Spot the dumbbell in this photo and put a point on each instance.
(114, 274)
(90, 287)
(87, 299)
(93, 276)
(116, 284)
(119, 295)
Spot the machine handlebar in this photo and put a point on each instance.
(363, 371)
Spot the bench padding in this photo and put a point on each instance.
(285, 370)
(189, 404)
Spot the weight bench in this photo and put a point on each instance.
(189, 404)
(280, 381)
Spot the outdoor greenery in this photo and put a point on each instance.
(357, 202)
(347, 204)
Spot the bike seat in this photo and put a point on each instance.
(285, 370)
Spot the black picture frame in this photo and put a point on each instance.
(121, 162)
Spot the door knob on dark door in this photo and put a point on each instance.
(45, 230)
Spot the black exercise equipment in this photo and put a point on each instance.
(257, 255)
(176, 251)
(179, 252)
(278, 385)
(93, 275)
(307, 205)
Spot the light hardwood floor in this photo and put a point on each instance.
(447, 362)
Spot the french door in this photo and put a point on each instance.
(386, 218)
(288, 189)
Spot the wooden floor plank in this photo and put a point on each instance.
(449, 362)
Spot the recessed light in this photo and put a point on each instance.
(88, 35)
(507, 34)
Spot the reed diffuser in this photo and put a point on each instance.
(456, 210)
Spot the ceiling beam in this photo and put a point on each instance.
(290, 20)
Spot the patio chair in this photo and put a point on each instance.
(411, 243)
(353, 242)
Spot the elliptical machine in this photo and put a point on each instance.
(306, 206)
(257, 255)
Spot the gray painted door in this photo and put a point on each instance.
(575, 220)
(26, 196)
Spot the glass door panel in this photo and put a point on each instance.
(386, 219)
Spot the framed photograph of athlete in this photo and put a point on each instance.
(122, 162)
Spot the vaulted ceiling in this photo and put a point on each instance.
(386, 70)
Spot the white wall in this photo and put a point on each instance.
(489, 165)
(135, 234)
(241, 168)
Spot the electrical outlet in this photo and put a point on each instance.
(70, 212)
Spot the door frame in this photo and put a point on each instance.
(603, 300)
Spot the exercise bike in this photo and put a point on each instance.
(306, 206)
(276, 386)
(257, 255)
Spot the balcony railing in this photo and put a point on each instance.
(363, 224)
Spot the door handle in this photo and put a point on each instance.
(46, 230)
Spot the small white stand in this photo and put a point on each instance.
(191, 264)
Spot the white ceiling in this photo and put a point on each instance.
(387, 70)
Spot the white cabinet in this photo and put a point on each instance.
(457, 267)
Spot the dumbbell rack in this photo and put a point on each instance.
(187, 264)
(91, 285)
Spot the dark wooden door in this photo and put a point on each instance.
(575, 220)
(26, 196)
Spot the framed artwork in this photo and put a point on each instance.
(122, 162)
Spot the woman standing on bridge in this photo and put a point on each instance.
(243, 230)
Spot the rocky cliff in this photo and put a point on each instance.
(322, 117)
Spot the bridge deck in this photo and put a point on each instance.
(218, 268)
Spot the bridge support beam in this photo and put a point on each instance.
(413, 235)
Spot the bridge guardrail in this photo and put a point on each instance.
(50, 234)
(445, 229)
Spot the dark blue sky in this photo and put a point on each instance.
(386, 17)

_____

* [Task] Beginning at the line that holds "Spot the white ceiling", reproduce each line of the records above down to and including the last one.

* [Response to the task]
Spot the white ceiling in this photo and put a point on each instance.
(387, 70)
Spot the white cabinet in this photo and put a point on each instance.
(457, 267)
Spot the dumbbell rack in this photo and put a point on each instance.
(187, 264)
(91, 285)
Spot the dark wooden door in this photo and put a point on each instance.
(575, 220)
(26, 196)
Spot the framed artwork in this photo and put a point on each instance.
(122, 162)
Spot the woman standing on bridge in this photo and put a point on each instance.
(243, 230)
Spot the rocky cliff in this photo and put a point on each instance.
(322, 117)
Spot the bridge deck in this photo and put a point on each instance.
(218, 268)
Spot the bridge support beam in this photo and put a point on each instance.
(413, 235)
Spot the bridge guardrail in this photo and put a point on each instance.
(50, 234)
(445, 229)
Spot the dark blue sky in this photo and put a point on each instance.
(386, 17)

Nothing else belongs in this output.